_WORK INSTRUCTIONS_
Repeat the whole listing, keeping each line as it is.

_RECORDS FOR THIS TASK_
★ ★ ★ ★
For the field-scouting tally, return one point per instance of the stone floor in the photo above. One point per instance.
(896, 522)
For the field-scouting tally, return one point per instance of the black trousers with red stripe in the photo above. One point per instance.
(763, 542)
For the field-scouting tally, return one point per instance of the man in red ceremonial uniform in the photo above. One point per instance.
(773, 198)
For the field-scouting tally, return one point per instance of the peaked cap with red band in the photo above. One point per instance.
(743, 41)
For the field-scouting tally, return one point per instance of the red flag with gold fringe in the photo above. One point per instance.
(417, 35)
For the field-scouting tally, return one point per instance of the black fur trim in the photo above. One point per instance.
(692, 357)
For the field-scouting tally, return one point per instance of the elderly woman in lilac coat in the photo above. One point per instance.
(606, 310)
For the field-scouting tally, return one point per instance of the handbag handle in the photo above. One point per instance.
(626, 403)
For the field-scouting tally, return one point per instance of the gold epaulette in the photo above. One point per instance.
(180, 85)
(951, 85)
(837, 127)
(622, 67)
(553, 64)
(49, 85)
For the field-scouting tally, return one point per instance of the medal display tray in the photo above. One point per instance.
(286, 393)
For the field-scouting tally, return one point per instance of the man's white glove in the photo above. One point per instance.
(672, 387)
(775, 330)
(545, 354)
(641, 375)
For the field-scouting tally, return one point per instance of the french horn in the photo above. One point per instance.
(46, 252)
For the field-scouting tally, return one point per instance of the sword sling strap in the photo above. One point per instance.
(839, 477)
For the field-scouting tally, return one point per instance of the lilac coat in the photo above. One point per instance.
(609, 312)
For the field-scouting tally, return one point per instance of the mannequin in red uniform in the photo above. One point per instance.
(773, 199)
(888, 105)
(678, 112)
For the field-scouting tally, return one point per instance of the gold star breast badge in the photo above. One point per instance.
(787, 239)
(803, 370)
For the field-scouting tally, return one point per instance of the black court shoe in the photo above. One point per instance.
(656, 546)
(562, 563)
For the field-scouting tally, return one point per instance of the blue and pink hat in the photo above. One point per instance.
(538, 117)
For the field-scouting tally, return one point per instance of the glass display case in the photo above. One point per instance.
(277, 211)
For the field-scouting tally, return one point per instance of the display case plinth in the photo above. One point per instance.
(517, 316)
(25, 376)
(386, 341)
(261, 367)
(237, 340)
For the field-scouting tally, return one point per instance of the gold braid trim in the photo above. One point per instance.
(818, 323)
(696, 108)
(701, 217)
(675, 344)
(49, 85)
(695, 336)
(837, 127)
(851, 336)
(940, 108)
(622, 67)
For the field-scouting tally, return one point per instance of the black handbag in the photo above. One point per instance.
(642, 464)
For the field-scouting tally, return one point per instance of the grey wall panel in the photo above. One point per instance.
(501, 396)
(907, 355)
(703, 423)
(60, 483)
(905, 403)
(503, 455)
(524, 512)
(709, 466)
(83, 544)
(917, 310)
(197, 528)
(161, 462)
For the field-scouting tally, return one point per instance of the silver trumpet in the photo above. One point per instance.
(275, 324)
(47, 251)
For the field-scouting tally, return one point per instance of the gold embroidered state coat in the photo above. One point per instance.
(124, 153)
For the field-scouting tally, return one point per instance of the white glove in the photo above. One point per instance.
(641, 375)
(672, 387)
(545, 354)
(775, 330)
★ ★ ★ ★
_ANSWER SPACE_
For the field-scouting tally, return one point per instance of the stone floor in the photo above. One point per instance.
(896, 522)
For the field-scouting tally, return one point per instance of the black trousers with red stripe in the photo above. One point per instance.
(763, 542)
For the field-scouting tally, return one point per instance of the man in red ceremonial uniform in the photo above. One point per instance.
(773, 198)
For the field-scouting tally, return one point per instance of the peaked cap with red band in the photo above. One point per instance.
(743, 41)
For the field-scouting tally, return one point per instance of the red flag with gold fringe in the photo above. One point per instance.
(417, 35)
For the field-scouting tally, return one point per instance of the black fur trim in the photo above. One point per instance.
(692, 357)
For the field-scouting tally, return one point per instance of the elderly woman in lilac coat in the photo above. One point per instance.
(606, 310)
For the field-scouting tally, return one point per instance of the handbag handle in the photo above. One point per instance.
(626, 403)
For the field-scouting tally, return one point per instance of the gold epaulette in the photo above. One point per instance.
(180, 85)
(951, 85)
(837, 127)
(622, 67)
(553, 64)
(49, 85)
For the field-scouting tally, return one point per instance of the medal display tray in the photo above. One point per instance.
(286, 393)
For the field-scouting tally, return one point per instance of the man's white glove in the photo above. One point per instance.
(672, 387)
(775, 330)
(545, 354)
(641, 375)
For the field-scouting tally, return one point per instance of the french horn in the photo above. One point per instance.
(46, 252)
For the field-scouting tally, return one point per instance of the sword sling strap in the photo above. One point per instance.
(839, 477)
For the field-scouting tally, return one point per instance of the lilac coat in the photo above. One point per instance.
(609, 312)
For the field-scouting tally, return one point per instance of the mannequin in red uniform in the photo above. One point per instance.
(773, 199)
(888, 105)
(678, 112)
For the field-scouting tally, return one point per instance of the gold star breast badge in the photo above. One point per instance.
(787, 239)
(803, 370)
For the field-scouting tally, return one point per instance of the black court shoe in the photo above. One point per instance.
(656, 546)
(562, 563)
For the field-scouting tally, return one point per instance of the blue and pink hat in the photo above. One point per instance.
(538, 117)
For the field-scouting tally, return one point per instance of the glass display case in the photo above. One point per instance.
(277, 211)
For the field-scouting tally, return one point per instance of the display case plinth in the photo above. One point per instance.
(517, 316)
(25, 376)
(386, 341)
(261, 367)
(237, 340)
For the field-scouting tally, return one point per instance of the gold braid trim in the photo above. One point per instance.
(818, 323)
(696, 108)
(701, 217)
(675, 344)
(49, 85)
(695, 336)
(837, 127)
(851, 336)
(940, 108)
(622, 67)
For the field-scouting tally, return one point per instance of the black handbag in the photo above. One point per instance.
(642, 464)
For the field-scouting tally, return one point per instance of the grey wall panel in the photo above. One point per instance.
(501, 396)
(907, 355)
(703, 423)
(60, 483)
(905, 403)
(503, 455)
(524, 512)
(709, 466)
(83, 544)
(917, 310)
(197, 528)
(161, 462)
For the field-scouting tally, return one point per instance of the silver trumpet in the photo above. One point per instance.
(275, 324)
(47, 251)
For the field-scouting tally, return one point per instance of the gold embroidered state coat in the photo above. One point per instance.
(124, 153)
For the field-scouting tally, return one point per instance of the white glove in the photo above. One point per instance.
(641, 375)
(672, 387)
(545, 354)
(775, 330)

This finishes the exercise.